PROBLEM:
Down to the final line, print the records below exactly and without pictures.

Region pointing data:
+-------+

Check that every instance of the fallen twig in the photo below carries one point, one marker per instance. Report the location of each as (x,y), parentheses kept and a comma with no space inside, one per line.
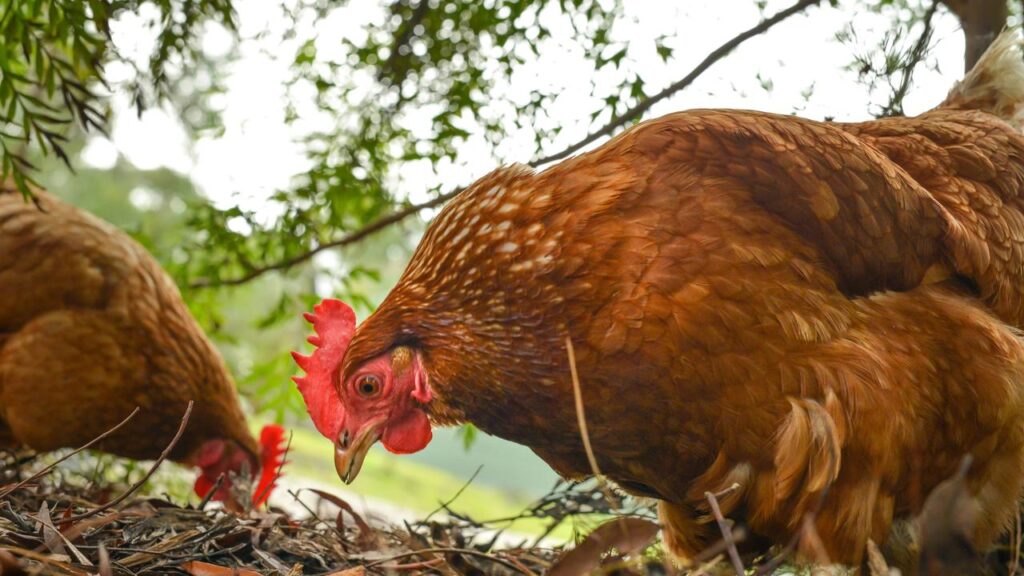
(131,490)
(730,544)
(450,550)
(448,503)
(87,445)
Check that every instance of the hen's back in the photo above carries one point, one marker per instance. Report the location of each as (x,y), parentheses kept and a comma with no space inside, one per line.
(53,256)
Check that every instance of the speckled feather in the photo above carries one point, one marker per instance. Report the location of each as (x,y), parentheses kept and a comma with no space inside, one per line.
(753,298)
(91,327)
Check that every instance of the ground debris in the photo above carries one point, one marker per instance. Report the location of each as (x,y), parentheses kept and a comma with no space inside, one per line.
(47,526)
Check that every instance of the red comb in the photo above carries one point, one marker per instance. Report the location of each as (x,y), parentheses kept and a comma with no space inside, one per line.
(271,459)
(334,323)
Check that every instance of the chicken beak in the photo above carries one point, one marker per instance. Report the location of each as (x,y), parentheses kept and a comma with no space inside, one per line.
(349,452)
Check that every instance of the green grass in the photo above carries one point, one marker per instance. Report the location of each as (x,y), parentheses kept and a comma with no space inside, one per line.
(411,485)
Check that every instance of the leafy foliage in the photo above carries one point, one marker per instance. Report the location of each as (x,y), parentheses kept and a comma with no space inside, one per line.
(452,62)
(52,53)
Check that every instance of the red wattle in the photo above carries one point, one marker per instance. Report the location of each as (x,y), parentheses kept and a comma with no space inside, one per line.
(409,434)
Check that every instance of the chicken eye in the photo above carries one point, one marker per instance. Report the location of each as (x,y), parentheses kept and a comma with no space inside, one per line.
(368,385)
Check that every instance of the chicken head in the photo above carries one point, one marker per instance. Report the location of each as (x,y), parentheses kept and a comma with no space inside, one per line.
(354,406)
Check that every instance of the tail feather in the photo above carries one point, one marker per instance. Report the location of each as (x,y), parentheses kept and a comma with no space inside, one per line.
(995,84)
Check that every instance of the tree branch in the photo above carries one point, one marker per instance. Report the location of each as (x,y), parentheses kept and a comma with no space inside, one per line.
(630,115)
(916,55)
(981,21)
(351,238)
(717,54)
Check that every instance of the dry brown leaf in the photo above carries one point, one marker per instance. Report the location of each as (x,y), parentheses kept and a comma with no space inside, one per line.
(357,571)
(104,562)
(628,535)
(196,568)
(367,534)
(9,565)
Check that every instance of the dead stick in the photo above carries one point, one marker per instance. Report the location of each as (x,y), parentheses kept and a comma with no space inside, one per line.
(466,551)
(88,445)
(144,479)
(211,492)
(730,544)
(645,105)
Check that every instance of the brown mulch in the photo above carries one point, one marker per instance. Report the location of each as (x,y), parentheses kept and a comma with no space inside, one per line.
(58,524)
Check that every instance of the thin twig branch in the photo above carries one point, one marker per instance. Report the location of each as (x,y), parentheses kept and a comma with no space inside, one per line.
(131,490)
(916,55)
(633,114)
(352,238)
(444,505)
(466,551)
(581,415)
(730,544)
(88,445)
(645,105)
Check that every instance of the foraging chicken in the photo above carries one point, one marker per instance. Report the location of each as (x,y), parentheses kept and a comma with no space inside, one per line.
(90,328)
(826,315)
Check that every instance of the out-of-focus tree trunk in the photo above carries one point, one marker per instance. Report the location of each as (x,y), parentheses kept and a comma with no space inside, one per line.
(982,21)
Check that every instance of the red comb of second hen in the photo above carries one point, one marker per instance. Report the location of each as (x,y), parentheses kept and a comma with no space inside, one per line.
(272,448)
(334,323)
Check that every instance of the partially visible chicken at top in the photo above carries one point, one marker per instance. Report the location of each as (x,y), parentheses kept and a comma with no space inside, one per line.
(91,327)
(823,314)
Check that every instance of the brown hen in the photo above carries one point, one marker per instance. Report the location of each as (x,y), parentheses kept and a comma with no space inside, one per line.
(753,298)
(90,328)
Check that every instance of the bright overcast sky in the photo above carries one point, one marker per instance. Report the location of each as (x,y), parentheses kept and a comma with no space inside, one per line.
(257,152)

+-------+

TASK SOLUTION:
Check that every instance of the fallen twig in the photo below carries one point, one marker per instance. Report the location of each as (x,y), parentheses kept and a comma with no space inside, one per line.
(131,490)
(730,544)
(450,550)
(448,503)
(87,445)
Check that every instance of the hen's back in the photo above carries one point, one marker per instance. Report the location of each as (x,y), parentheses kept and a comma with no space inside, one per line.
(53,256)
Check that every instance of the speckled feather in the photo above carries one point, one marker per instance. Report the location of each as (x,y), parentheses kept and a comma with no space inside, one per line.
(753,298)
(91,327)
Check that every instance of the ground debris in the photo above carries one point, one marker per instance. Report the location of each as (x,y), parentheses kept and a comma with no space inside, one per line.
(47,526)
Check that every instance of the red comb in the photo above carries one point, one marker per instance. Report the location of each as (x,y), parentheses kept and a comma with no space inside, one per line.
(271,459)
(334,323)
Check that every instance of the chicken beak in the photo above carries one point, one marker per instance. Report the location of each as (x,y), parentheses kept and a comma with no space inside, one per line.
(349,452)
Check that every instance of the green grass in the photo above carries one point, one marker per instance. Report the location of each as (x,y), parentheses kept and a comma with no space inside, one per line.
(411,485)
Check that every instance of the leafy foliage in the photo above carries one point, one marker per instance. Report the location of each as (x,y), parentheses kept and a comma with no space inside, one per line.
(452,62)
(52,53)
Check that every instance of the red wattle in the photo above carries one point, one marker per instance. Report the location of each as (x,y), parentheses kept and a comma with no space inside, one per line.
(409,434)
Check that every instance of the chicken eye in the photo above carries one point, one marker per instance. Report the location of each as (x,y), parentheses kept and a comma with no space inside, one per line.
(368,385)
Check that every instance of the chicken head in the photo above carries one point, one marker per instance. Report the location of each as (x,y), parentheses kept and a comma with no space inside, one per line.
(354,406)
Check that every instance of the tail feather in the photo above carries one point, one marker per instance. Report the location of each as (x,y), parentheses kept and a comma with no space inside, one per line.
(995,84)
Check that every instance of the tree branch in the photo above carries one point, one marker per instance. Report the location of each as (x,y), parentheses kept and a comma with no space inside, one per line.
(630,115)
(916,55)
(981,21)
(351,238)
(717,54)
Check that every instance of the dry brown leaf in the photo above carries one point, one marker per instance. Report the location of each as (x,y), parentheses kept and a comma with no space inside, one per line.
(357,571)
(104,562)
(628,535)
(196,568)
(367,534)
(9,565)
Check that every instance of the dead stick in the photo above carries one point, one marker per instance. Report the location of each as (x,y), parentheses kept and a comma with no space inside, one per line.
(466,551)
(88,445)
(144,479)
(211,492)
(730,544)
(645,105)
Check that every instance of the brown mulch in the photo above carries one point, one marker per instance. Report the location of each as (x,y), parentheses kept and a comma with no space inside, one per line.
(58,524)
Check that every instance of the thin twig branch in the photo above carries one point, one marker per instance. Report the location of each as (x,y), parentheses kept and a comma with no space inside, one per line.
(131,490)
(916,55)
(633,114)
(352,238)
(444,505)
(466,551)
(581,415)
(730,544)
(88,445)
(645,105)
Check that every instance of the foraging chicken in the photo above carries one point, one marker per instance. Report the location of each as (x,y), parentheses kept and a comma with no space inside, one per line.
(90,328)
(826,315)
Check that every instance of the out-of-focus tree trunk in the photo above carries one point, one marker per instance. Report the location of each as (x,y), parentheses kept and a comma with no space inside, one per line.
(982,21)
Check that every instance of the red comb of second hen in the photo above carries one point, one marker per instance. Report the location of each as (x,y), parentheses kept and a comma with no space inside, one per line.
(272,448)
(334,323)
Check that every instance of the partially visible chicken at top in the photo above carries one point, one marker per instance. Report the location of each as (x,y), parentheses kept and a comma with no space inside, one per line.
(91,327)
(823,314)
Check that every instance of the brown hen in the photo above carries one point, one marker per instance. Report the location of each as (x,y), parentheses kept and a comma with no space inside, one per line.
(753,298)
(90,328)
Check that every instance of the bright overcast sky in the photo above carries one point, one marker per instance. Report the location of each as (x,y), parentheses kept and a comma with no space inside, one per line.
(257,152)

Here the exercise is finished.